Task brief: Set down, please, exactly the lines below that run from the line with "Pick out the green shrub, placing" to the line with "Target: photograph border", both lines included.

== Dataset extract ==

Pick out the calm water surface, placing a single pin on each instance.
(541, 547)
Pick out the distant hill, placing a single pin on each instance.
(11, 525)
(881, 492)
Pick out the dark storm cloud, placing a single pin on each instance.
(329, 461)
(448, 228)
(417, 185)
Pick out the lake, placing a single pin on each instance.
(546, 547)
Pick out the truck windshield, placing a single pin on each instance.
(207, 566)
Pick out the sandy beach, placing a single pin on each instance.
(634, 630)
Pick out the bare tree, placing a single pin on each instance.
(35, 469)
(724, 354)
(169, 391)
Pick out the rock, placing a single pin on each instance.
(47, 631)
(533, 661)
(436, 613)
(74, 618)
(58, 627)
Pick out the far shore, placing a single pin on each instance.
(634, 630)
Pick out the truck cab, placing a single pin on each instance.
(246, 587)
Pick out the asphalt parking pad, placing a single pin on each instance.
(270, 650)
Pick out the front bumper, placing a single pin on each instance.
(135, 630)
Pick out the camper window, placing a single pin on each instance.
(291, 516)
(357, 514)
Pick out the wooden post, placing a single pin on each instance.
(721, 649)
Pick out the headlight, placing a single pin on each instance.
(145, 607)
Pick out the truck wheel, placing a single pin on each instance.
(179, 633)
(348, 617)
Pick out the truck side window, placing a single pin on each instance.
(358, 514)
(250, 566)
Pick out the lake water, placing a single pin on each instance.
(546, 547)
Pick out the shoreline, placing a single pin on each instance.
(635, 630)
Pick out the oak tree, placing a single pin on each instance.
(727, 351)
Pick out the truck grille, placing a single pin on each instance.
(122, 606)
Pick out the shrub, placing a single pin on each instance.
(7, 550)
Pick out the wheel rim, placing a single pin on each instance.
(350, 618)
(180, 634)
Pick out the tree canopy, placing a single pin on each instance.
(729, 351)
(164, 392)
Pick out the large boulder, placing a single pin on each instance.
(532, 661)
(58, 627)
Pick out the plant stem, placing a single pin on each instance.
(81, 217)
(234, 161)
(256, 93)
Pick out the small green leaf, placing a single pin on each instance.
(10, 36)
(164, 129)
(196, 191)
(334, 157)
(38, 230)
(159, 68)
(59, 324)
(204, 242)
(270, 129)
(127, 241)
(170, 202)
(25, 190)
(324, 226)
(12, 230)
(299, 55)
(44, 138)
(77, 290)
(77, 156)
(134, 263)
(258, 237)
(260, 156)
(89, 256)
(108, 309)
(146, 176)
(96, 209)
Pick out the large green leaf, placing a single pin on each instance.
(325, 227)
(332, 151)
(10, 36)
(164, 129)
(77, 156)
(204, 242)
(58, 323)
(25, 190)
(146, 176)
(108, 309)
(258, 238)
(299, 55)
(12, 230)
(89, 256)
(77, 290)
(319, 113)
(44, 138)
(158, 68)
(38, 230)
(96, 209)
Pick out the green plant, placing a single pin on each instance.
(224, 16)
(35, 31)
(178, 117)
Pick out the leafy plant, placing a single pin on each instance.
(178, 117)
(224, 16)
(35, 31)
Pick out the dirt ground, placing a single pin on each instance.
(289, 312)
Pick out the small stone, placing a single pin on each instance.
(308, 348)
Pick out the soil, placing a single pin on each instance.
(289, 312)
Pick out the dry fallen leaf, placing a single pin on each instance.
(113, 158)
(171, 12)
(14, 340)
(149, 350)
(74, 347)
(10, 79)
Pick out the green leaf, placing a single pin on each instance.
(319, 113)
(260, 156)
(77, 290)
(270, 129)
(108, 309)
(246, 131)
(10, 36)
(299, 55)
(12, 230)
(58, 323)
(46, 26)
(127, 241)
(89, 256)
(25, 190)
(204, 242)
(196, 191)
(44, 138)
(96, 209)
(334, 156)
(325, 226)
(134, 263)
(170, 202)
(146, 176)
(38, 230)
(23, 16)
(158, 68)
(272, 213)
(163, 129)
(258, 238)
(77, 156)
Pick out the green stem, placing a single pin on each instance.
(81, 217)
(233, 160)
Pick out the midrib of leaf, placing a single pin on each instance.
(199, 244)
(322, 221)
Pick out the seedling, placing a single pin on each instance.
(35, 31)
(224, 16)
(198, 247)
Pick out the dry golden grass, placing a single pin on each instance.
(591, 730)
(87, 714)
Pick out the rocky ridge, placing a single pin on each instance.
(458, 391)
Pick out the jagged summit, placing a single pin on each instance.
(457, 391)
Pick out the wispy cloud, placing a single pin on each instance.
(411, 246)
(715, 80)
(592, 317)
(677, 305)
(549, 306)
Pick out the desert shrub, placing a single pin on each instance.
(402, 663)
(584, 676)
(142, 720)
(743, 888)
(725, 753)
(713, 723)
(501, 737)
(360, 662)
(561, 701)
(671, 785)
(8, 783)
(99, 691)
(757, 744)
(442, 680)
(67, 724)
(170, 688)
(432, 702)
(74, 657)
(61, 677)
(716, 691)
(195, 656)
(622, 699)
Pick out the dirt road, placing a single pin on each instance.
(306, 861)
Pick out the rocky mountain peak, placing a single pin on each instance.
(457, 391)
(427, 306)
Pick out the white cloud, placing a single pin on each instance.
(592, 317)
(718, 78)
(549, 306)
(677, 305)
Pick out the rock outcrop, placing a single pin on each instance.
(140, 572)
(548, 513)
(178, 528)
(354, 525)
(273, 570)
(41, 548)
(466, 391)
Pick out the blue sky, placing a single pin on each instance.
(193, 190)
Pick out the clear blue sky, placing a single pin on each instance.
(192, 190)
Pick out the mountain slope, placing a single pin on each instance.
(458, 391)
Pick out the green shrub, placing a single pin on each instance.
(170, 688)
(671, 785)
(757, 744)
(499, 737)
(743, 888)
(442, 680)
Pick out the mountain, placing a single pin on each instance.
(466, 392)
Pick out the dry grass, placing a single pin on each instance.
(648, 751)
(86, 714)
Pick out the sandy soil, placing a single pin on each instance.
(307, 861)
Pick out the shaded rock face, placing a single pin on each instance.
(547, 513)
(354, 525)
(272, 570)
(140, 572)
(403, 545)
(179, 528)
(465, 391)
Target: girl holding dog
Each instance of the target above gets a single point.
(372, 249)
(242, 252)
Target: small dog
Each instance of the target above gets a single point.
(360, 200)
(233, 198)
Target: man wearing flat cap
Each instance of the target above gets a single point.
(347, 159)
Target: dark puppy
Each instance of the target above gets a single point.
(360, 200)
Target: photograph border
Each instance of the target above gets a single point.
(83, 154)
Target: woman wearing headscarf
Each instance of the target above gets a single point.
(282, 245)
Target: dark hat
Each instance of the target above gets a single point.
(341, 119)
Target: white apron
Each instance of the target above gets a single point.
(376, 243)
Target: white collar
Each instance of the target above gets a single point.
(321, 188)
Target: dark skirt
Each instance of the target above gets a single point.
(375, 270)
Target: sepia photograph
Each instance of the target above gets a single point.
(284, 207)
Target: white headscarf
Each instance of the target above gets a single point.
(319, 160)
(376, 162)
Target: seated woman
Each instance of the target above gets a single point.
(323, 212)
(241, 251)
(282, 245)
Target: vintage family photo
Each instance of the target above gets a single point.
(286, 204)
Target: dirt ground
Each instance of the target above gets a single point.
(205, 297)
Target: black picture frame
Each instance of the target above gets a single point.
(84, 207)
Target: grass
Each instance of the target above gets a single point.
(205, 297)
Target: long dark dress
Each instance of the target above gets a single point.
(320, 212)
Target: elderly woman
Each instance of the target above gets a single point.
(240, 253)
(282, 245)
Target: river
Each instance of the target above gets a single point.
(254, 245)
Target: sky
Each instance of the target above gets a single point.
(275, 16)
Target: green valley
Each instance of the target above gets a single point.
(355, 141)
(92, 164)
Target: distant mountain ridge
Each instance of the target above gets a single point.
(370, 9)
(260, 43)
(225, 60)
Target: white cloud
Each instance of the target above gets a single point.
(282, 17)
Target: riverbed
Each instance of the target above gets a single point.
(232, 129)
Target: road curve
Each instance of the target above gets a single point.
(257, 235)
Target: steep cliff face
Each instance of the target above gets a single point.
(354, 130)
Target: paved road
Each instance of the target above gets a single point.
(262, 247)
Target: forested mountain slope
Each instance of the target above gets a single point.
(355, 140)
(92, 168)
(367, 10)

===

Response to this exercise:
Pick out the green shrub, placing a single pin on each instance.
(170, 688)
(671, 785)
(757, 744)
(499, 737)
(743, 888)
(442, 680)
Pick out the mountain, placing a single pin on each instance.
(466, 392)
Pick out the dry grass, placing a single pin on each instance.
(648, 751)
(86, 714)
Pick out the sandy soil, placing a single pin on each instance.
(307, 861)
Pick out the shaded rock face, placing a single pin on each instance.
(547, 513)
(354, 525)
(272, 570)
(140, 572)
(403, 545)
(179, 528)
(465, 391)
Target: girl holding dog
Each instance of the target above gets a single point.
(372, 249)
(242, 252)
Target: small dog
Each instance of the target above gets a single point.
(360, 200)
(233, 198)
Target: man wearing flat cap
Each instance of the target above gets a single point.
(347, 159)
Target: dark puppy
Each instance of the target above gets a single point.
(360, 200)
Target: photograph border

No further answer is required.